Yazılı Görevler:
**1.** Aşağıdaki mahkeme kararında adı geçen bütün mahkemeleri ve kurulları sıralayın.
**2.** Mahkeme kararının "Emsal Mahkeme Kararı" sözleriyle açılıp "olması amacıyla eklenmiştir." ile kapanan bölümünü, "Yararlı" yerine "Faydalı" koyarak yeniden yazın.

Kaynak Metin:
● ● ●
Emsal Mahkeme Kararı İstanbul 2. Asliye Ticaret Mahkemesi 2021/38 E. 2021/732 K. 05.11.2021 T.

Görüntülediğiniz mahkeme kararı henüz kesinleşmemiştir. Yararlı olması amacıyla eklenmiştir.

T.C.
İSTANBUL
2. ASLİYE TİCARET MAHKEMESİ

ESAS NO : 2021/38 Esas
KARAR NO : 2021/732

DAVA : Tazminat (4054 sayılı Kanundan ve Kredi Sözleşmesinden Kaynaklanan)
DAVA TARİHİ : 03/05/2017
KARAR TARİHİ : 05/11/2021

İstanbul 6.Tüketici Mahkemesinden verilen görevsizlik kararının kesinleşmesi sonucu Mahkememize tevzi edilen Tazminat (4054 sayılı Kanundan ve Kredi Sözleşmesinden Kaynaklanan) davasının yapılan açık yargılaması sonunda,
GEREĞİ DÜŞÜNÜLDÜ:
DAVA
Davacı şirket yetkilisi dava dilekçesinde özetle; Rekabet Kurulu tarafından 08/03/2013 tarihinde 12 bankanın kredi ve kredi kartı konularında birlikte fiyat tespit etmek amacıyla kartel oluşturduklarının tespit edildiğini, bu tespit sonucu verilen para cezası kararının Danıştay tarafından onandığını, söz konusu 12 bankanın içinde davalı bankanın da bulunduğunu, müvekkilinin davalı bankadan 21/08/2007 ve 22/09/2011 tarihleri arasında kredi kullandığını ve kartel faizi sebebiyle zarara uğradığını, söz konusu fiil nedeniyle kredi maliyetlerinin arttığını, 4054 sayılı Kanunun 57. ve 58. maddeleri gereği zararından ve üç kat tazminattan davalı bankanın sorumlu olduğunu belirterek, davalı bankanın 21/08/2007 ve 22/09/2011 tarihleri arasında kartel faizi uygulamak suretiyle vermiş olduğu zararın üç katının davalıdan tahsiline ve yargılama giderlerinin davalı yana yükletilmesini karar verilmesini talep ve dava etmiştir.
● ● ●
Veri Kesiti:
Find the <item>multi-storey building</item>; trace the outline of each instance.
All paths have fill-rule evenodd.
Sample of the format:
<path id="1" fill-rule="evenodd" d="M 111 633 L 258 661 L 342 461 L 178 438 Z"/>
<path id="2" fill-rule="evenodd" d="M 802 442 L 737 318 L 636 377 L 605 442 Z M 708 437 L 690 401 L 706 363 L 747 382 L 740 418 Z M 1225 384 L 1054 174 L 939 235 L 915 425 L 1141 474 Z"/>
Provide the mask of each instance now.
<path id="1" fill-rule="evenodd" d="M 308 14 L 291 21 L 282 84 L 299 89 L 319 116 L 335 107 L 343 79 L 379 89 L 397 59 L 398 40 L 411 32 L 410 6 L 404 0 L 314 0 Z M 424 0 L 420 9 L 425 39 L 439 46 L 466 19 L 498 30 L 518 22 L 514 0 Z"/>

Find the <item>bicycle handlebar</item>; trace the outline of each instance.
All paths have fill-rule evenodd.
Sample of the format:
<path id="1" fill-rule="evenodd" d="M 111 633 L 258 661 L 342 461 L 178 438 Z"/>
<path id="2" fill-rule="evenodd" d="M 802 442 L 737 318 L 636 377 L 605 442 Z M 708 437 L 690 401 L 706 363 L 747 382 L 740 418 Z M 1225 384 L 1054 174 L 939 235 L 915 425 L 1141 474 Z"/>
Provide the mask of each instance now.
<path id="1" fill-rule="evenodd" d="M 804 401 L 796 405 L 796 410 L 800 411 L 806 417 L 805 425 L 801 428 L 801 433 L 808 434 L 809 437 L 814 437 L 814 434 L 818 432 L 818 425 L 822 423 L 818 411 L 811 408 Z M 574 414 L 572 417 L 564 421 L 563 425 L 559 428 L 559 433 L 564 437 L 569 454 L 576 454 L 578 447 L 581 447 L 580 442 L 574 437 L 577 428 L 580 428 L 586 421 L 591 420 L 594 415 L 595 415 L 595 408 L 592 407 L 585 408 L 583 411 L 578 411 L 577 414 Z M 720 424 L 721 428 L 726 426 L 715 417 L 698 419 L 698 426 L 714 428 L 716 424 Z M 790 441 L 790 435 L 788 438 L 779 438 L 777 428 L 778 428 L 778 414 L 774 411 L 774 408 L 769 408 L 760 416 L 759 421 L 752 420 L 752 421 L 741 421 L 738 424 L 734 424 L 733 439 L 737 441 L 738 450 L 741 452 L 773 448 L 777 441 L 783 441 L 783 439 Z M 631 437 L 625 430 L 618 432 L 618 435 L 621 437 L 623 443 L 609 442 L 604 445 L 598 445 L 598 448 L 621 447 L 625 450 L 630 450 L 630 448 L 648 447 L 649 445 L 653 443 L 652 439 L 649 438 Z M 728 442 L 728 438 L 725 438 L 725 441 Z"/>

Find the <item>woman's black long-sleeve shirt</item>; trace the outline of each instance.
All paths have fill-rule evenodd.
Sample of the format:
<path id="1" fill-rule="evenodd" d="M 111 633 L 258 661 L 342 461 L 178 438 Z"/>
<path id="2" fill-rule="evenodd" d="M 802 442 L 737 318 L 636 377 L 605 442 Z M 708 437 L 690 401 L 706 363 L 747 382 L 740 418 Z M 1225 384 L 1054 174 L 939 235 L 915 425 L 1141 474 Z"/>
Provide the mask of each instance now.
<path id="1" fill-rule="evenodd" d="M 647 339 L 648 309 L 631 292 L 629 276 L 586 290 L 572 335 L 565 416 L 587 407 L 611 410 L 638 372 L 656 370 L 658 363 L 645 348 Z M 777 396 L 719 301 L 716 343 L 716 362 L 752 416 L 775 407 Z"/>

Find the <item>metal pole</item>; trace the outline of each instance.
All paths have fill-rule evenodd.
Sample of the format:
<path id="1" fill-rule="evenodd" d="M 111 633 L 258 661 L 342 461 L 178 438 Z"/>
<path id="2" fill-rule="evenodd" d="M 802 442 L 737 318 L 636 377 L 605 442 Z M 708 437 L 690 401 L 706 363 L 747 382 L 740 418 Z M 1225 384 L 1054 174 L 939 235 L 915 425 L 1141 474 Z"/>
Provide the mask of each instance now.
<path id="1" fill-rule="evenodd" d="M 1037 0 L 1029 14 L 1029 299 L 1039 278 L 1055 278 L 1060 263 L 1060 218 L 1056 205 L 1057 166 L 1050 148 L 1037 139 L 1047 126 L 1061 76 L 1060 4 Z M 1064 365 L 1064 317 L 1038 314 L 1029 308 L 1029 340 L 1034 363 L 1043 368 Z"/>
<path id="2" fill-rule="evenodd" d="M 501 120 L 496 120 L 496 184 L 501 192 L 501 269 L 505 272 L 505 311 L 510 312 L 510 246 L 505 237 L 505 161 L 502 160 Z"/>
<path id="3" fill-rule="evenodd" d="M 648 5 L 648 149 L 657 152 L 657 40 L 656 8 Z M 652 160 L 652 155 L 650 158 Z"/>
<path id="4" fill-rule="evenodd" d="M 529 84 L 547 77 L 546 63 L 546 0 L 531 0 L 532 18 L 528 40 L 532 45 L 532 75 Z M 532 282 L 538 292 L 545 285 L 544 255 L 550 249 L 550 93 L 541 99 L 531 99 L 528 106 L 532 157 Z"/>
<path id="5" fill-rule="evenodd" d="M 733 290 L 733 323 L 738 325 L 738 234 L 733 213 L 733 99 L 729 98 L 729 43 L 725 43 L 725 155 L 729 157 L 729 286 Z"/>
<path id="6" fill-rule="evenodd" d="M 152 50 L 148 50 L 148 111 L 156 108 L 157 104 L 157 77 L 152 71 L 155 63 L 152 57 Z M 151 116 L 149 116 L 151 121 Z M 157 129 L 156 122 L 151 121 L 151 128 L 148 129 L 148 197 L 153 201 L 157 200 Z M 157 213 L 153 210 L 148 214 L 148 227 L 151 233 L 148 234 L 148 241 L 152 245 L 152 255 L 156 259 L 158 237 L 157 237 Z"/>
● ● ●
Alıştırma Yanıtları:
**1.**
- İstanbul 2. Asliye Ticaret Mahkemesi
- İstanbul 6. Tüketici Mahkemesi
- Rekabet Kurulu
- Danıştay

**2.**
Emsal Mahkeme Kararı İstanbul 2. Asliye Ticaret Mahkemesi 2021/38 E. 2021/732 K. 05.11.2021 T.

Görüntülediğiniz mahkeme kararı henüz kesinleşmemiştir. Faydalı olması amacıyla eklenmiştir.